**Work request 1:**
Answer these questions using the missing-persons article, each on its own line and labeled as shown:
(a) For whom is the information in a missing person's NCIC case file considered to be?
(b) What does the usual call to the detective normally consist of?
(c) What does the article call CODIS?
**Work request 2:** Summarize the missing-persons article in two sentences.
**Work request 3:** Resume the missing-persons article from the point where it stops, and continue writing it.

*** Excerpt to read ***

Friday, May 29, 2009

Every Day You Wait . . . Is One Day Longer

by Todd Matthews, Guest Contributor

If you have a missing loved one, not knowing what you can do about it is a huge challenge. Dealing with the situation on the usual day-to-day basis is overwhelming in itself. But not knowing what you can do to make sure all paths are being followed is another issue.

One thing you can do is to make sure your missing persons data is being properly reviewed.

Of course, the information contained in the missing person's NCIC case file is considered for law enforcement only. But rather than the usual phone call to the detective in charge of your missing loved one, maybe you can do some fact checking.

Normally the call consists of asking if there's any new info in regards to the investigation of the missing person. (More often than not, nothing has changed.) But since you may not have any idea of what is listed in the NCIC report, this might be a good time to do some fact checking. Ask the detective to confirm physical characteristics, height, weight, etc.

Do they have dental info listed? If not, do you have the dental info that you need to get to them for inclusion into the file? This is an extremely valuable piece of information! Have here been any DNA family reference samples taken? Mitochondrial and nuclear? Can you confirm the DNA has been included in the CODIS, the national DNA database?

*** End of Excerpt to read ***
*** Source information ***

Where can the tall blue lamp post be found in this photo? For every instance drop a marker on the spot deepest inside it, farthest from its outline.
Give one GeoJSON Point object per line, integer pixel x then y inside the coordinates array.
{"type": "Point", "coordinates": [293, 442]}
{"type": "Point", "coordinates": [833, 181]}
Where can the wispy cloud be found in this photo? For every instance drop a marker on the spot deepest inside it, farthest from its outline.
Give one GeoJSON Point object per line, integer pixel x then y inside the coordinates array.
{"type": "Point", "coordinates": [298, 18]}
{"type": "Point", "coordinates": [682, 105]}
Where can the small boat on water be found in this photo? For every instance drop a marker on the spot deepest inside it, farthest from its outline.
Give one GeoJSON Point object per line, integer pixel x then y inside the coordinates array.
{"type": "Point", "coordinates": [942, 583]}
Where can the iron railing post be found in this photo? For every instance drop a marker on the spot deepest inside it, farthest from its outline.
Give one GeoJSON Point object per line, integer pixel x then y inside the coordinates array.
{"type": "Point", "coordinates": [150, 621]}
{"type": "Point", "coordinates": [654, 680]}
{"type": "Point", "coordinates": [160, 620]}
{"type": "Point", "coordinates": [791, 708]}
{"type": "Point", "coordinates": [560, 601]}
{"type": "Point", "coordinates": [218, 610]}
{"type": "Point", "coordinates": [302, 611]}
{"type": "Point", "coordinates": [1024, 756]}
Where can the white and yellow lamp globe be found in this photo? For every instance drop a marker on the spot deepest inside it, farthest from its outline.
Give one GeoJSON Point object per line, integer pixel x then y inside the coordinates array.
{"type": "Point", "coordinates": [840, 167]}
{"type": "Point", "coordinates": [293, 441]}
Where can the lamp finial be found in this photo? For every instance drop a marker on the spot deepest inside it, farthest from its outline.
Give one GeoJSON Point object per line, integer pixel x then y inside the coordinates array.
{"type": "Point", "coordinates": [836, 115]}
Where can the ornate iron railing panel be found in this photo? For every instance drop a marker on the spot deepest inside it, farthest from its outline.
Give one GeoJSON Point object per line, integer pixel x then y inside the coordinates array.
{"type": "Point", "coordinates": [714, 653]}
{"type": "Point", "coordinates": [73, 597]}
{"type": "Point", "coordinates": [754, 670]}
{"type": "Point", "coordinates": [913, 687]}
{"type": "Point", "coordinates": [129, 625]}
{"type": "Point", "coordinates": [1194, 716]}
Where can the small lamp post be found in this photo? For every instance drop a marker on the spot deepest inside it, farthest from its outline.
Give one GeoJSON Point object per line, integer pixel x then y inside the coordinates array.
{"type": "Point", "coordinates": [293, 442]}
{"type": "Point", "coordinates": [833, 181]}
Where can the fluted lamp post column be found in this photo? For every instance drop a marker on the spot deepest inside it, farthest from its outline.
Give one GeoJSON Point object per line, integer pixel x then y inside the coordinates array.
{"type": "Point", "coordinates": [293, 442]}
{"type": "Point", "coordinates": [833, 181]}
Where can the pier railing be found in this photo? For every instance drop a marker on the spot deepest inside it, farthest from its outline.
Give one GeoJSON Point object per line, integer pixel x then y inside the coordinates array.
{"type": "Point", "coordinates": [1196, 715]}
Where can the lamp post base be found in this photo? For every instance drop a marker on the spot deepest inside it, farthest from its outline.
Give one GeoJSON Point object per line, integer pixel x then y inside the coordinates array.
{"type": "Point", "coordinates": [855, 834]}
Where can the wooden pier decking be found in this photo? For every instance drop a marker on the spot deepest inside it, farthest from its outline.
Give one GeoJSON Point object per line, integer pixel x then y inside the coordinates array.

*** End of Source information ***

**Answer 1:**
(a) It is considered for law enforcement only.
(b) It consists of asking whether there is any new information about the investigation of the missing person.
(c) It calls CODIS the national DNA database.

**Answer 2:** For someone with a missing loved one, the daily situation is overwhelming, and not knowing what can be done to make sure all paths are followed is a further challenge. One step is to use the usual call to the detective for fact checking: confirm the physical characteristics in the NCIC report, and ask whether dental information and DNA family reference samples are included and whether the DNA is in CODIS.

**Answer 3:**
Dates are important as well. There is no database in existence that is immune to human error. Why not double-check the dates involved such as date last seen and date of birth?. For example, numbers such as Social Security numbers are easy to mix up. Are there any birthmarks, tattoos, or other distinguishing characteristics that weren't noted? Do you have a photo that might be of value?

A simple-fact check review can't hurt anything, and might change everything. You are not asking for investigative information. You are asking to verify the very data you helped to provide. During the course of this conversation, it is a good time to ask your law enforcement contact to register as a
NamUs user.

Now is the time when you yourself can get the ball rolling by entering your own loved one into NamUs.
By doing this, a great deal of conversation in regards to your loved one's case begins.

I have seen simple human errors resolved in this manner. Some are minor and do not make an immediate difference, but they still affect the future. Some errors are fairly important and can have an immediate impact on resolution or on how the case is processed internally.

Once your loved one's case is in NamUs, you can work to help make sure all the gaps are filled with accurate information. The only thing worse that a lack of data is inaccurate data. Consider the tiniest details.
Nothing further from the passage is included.